-------- GIVEN RECORDS

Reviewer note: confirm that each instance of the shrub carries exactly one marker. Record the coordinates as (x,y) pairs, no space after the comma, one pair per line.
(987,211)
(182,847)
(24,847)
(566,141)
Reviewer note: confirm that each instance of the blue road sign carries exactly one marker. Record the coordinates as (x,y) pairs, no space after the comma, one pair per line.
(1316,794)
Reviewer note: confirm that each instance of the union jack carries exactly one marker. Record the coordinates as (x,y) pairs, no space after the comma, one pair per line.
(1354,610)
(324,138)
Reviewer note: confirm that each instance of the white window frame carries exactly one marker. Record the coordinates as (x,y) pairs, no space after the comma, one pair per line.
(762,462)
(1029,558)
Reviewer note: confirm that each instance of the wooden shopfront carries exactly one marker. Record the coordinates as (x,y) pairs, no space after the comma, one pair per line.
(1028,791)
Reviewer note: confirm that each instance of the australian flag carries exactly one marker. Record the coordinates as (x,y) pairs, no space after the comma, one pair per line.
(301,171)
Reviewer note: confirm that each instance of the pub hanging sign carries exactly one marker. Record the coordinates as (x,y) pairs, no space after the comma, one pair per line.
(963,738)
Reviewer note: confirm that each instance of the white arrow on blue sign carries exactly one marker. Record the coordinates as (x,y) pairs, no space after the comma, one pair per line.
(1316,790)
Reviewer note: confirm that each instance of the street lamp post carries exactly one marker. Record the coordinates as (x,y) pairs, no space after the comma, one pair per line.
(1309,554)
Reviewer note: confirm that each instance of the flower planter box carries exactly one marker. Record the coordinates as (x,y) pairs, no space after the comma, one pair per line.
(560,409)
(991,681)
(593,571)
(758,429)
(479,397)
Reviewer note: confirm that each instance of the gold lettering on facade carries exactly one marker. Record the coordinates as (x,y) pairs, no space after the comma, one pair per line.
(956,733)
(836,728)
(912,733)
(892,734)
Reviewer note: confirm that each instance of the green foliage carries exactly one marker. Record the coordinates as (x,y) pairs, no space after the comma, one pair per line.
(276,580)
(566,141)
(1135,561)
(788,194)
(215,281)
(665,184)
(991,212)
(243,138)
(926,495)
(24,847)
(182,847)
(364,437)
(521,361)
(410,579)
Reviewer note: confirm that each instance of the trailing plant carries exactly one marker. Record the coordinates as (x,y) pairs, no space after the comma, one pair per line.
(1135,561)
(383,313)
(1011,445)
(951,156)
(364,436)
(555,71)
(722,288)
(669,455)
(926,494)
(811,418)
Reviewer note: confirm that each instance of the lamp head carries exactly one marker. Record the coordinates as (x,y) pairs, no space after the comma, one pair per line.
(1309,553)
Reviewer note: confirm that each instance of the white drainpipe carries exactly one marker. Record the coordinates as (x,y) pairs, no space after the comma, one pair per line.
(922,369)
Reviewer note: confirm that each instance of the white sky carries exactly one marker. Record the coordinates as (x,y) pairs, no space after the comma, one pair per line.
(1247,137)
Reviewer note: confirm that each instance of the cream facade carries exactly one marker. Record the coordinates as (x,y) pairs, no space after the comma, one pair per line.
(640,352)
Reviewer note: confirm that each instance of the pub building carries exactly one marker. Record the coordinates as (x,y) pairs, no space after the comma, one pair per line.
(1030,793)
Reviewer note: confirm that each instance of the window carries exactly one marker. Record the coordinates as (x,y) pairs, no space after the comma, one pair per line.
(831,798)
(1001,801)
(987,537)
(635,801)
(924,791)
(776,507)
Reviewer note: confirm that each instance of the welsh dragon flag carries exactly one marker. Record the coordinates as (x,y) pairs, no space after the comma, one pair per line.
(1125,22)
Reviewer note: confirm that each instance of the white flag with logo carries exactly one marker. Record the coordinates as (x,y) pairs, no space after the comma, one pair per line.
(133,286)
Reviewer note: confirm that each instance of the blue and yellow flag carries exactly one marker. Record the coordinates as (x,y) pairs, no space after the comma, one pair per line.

----------------

REQUIRED TASK.
All entries shown above should be printed again exactly.

WRITTEN ANSWER.
Reviewer note: confirm that each instance of the shrub carries exactly one marker. Record the coordinates as (x,y) pairs, no space after the comma, one pair per line.
(987,211)
(182,847)
(24,847)
(566,141)
Reviewer note: confirm that each instance of the blue road sign carries exactly one marker. Record the coordinates as (x,y) pairs, no space after the comma, one pair per line.
(1316,794)
Reviewer note: confirm that each instance of the union jack carries exactly one marker. Record the coordinates as (x,y) pairs, no space after the comma, one pair per line.
(1354,610)
(324,138)
Reviewer note: confirm that each instance of the white window frame carries exactly one marker. Record the coordinates as (x,y) pairs, no space after the comma, one pair per line.
(762,462)
(1029,558)
Reviewer note: confirm that each instance of the wooden shopfront carries exactly one marker. Record the coordinates as (x,y) pairs, no space after the comma, one pair per line.
(1028,791)
Reviewer note: confirm that each instance of the australian flag carries exactly one marker. Record the coordinates as (x,y) pairs, no space after the comma, one pair per line.
(301,171)
Reviewer note: confirm that each instance of the pub hanging sign carries exactly one marker. Record the coordinates as (x,y) pairs, no space after the comma, one pair per line.
(963,738)
Reviewer note: confirm that each instance of the white arrow on blue sign carries exactly one marker. Record the coordinates as (x,y) pairs, no space after the comma, one pair per line.
(1316,790)
Reviewer note: confirm that each instance of the street lamp post carries exactly one marker. Record the coordinates as (x,y) pairs, no space after the comma, one pair per line.
(1309,554)
Reviewer note: confirm that each instance of the flower planter box carries exactly one marker. Record the coordinates as (x,y) pairs, no space after the comma, one pair per line.
(560,409)
(991,681)
(593,571)
(758,429)
(479,397)
Reviewer note: confirm that each instance of the gold lettering on facade carries exactly one marker. Record the coordinates as (x,y) pairs, no space after the comma, one pair per line.
(956,733)
(836,728)
(912,733)
(892,734)
Reviewer note: confirm that each instance of the green foliage carries exactly one marker. Record the coordinates as (x,y) pairs, no space after the comma, one pair per line.
(276,580)
(566,141)
(1135,561)
(788,194)
(215,281)
(665,184)
(991,212)
(243,138)
(926,495)
(24,847)
(182,847)
(364,437)
(521,361)
(410,579)
Reviewer note: confirm that each instance of the trailing plant carries exactly one marker. Record the coordinates as (x,y) pairs, no space after the comma, one pair per line.
(1135,561)
(383,313)
(1011,445)
(951,156)
(364,436)
(555,71)
(722,288)
(669,455)
(926,494)
(811,418)
Reviewer note: confirm that each instance of the lamp head carries exactly one marker. Record the coordinates as (x,y) pairs, no space after the comma, one pair per line.
(1309,553)
Reviewer note: confirm that each instance of the white drainpipe carries exactly one marker. Record the coordinates as (x,y) pairs, no space after the comma, one pair per line.
(922,369)
Reviewer note: confirm that each instance of the white sky carries exactly one marker. Record the coordinates as (x,y) pairs, no space after the comma, one pair per line.
(1247,137)
Reviewer note: confirm that each instance of the cream facade carries exactly one marker. Record the coordinates as (x,y) pairs, no space after the comma, one pair per line.
(640,352)
Reviewer note: confirm that each instance of the pub building carries exactly one marker. Record the coordinates as (x,y) pairs, no space after the comma, one pair per line.
(1030,793)
Reviewer note: confirm that each instance of the window carries exactly one marker. Record the coordinates as (x,y) pairs, no space after the comma, one pair per line.
(831,798)
(1001,801)
(987,537)
(635,801)
(924,791)
(776,507)
Reviewer note: confirm that each instance of the welsh dragon flag carries exactly one marker. Record the coordinates as (x,y) pairs, no space after the comma, one pair per line.
(1125,22)
Reviewer note: confirm that each instance of the white flag with logo carries exactly one marker. Record the coordinates as (x,y) pairs, no space after the comma, one pair per line.
(133,286)
Reviewer note: confirm that each instance of the blue and yellow flag carries exactly one marker. Record the coordinates as (x,y) pairs, no space after the comma, one pair per line.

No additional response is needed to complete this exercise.